[Stored items]
□ □ □

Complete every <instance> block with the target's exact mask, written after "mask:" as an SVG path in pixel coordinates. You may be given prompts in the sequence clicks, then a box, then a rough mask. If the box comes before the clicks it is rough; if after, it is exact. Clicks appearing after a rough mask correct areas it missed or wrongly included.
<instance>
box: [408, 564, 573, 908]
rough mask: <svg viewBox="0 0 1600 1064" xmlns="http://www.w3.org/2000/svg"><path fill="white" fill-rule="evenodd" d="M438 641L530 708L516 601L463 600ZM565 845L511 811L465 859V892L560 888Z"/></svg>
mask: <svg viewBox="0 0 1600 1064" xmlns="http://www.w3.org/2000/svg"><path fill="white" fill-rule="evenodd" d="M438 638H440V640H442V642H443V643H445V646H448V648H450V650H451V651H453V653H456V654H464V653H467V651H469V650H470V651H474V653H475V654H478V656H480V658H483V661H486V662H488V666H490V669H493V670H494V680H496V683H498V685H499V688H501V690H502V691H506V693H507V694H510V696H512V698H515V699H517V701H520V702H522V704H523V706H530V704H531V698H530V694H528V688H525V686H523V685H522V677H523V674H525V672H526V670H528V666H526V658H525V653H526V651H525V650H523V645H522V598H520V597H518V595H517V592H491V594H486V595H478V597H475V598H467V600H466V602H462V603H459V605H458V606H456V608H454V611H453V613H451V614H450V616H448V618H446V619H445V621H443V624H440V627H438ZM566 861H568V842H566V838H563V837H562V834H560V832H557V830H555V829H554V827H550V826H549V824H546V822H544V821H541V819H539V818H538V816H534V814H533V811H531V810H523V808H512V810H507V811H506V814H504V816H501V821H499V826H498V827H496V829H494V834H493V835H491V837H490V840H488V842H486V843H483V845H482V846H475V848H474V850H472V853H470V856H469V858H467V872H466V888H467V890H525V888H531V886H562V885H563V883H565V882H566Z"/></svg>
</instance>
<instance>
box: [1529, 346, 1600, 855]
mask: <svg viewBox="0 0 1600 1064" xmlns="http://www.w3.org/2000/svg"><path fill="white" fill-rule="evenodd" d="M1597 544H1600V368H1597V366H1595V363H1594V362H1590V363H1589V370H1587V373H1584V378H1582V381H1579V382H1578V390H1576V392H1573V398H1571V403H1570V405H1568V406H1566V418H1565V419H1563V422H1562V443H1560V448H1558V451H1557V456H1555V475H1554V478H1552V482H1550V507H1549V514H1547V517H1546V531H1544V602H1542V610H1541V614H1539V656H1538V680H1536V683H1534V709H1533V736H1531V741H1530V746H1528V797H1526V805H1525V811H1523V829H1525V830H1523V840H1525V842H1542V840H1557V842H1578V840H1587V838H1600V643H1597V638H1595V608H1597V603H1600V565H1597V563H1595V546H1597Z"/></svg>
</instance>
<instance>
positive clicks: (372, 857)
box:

□ □ □

[Job item]
Turn the items above into a numbered list with one line per entry, and leave out any blank lines.

[Problem solution]
1. Complete every <instance> block with the target's exact mask, written after "mask:" as an SVG path in pixel coordinates. You may be given prompts in the sequence clicks, then a box, then a rough mask. If the box comes before the clicks it is rough; if after, it is exact. Clicks appearing after a rough mask correct areas it missed or wrongly included.
2. <instance>
3. box: [408, 564, 573, 908]
4. rough mask: <svg viewBox="0 0 1600 1064" xmlns="http://www.w3.org/2000/svg"><path fill="white" fill-rule="evenodd" d="M438 641L530 708L516 601L463 600ZM565 845L511 811L465 859V892L560 888Z"/></svg>
5. mask: <svg viewBox="0 0 1600 1064" xmlns="http://www.w3.org/2000/svg"><path fill="white" fill-rule="evenodd" d="M438 638H440V640H442V642H443V643H445V646H448V648H450V650H451V651H453V653H456V654H464V653H467V651H469V650H470V651H474V653H475V654H478V656H480V658H483V661H486V662H488V666H490V669H493V670H494V680H496V683H498V685H499V688H501V690H502V691H506V693H507V694H510V696H512V698H515V699H517V701H520V702H522V704H523V706H530V704H531V698H530V694H528V688H525V686H523V685H522V677H523V674H525V672H526V670H528V666H526V658H525V653H526V651H525V650H523V645H522V598H520V597H518V595H517V592H491V594H486V595H478V597H475V598H467V600H466V602H462V603H459V605H458V606H456V608H454V611H453V613H451V614H450V616H448V618H446V619H445V621H443V624H440V627H438ZM566 861H568V842H566V838H563V837H562V834H560V832H557V830H555V829H554V827H550V826H549V824H546V822H544V821H541V819H539V818H538V816H534V814H533V811H531V810H523V808H512V810H507V811H506V814H504V816H501V821H499V826H498V827H496V829H494V834H493V835H491V837H490V840H488V842H486V843H483V845H482V846H475V848H474V850H472V853H470V856H469V858H467V872H466V888H467V890H525V888H531V886H562V885H563V883H565V882H566Z"/></svg>
6. </instance>
7. <instance>
8. box: [1529, 346, 1600, 855]
9. mask: <svg viewBox="0 0 1600 1064" xmlns="http://www.w3.org/2000/svg"><path fill="white" fill-rule="evenodd" d="M1597 544H1600V368H1597V366H1595V363H1594V362H1590V363H1589V370H1587V373H1584V378H1582V381H1579V382H1578V390H1576V392H1573V398H1571V403H1570V405H1568V406H1566V418H1565V419H1563V422H1562V443H1560V448H1558V451H1557V456H1555V475H1554V478H1552V482H1550V507H1549V514H1547V517H1546V531H1544V602H1542V610H1541V614H1539V656H1538V680H1536V683H1534V709H1533V736H1531V741H1530V746H1528V797H1526V805H1525V811H1523V829H1525V830H1523V840H1525V842H1542V840H1557V842H1578V840H1587V838H1600V643H1597V638H1595V608H1597V603H1600V565H1597V563H1595V546H1597Z"/></svg>
10. </instance>
11. <instance>
12. positive clicks: (372, 857)
13. box:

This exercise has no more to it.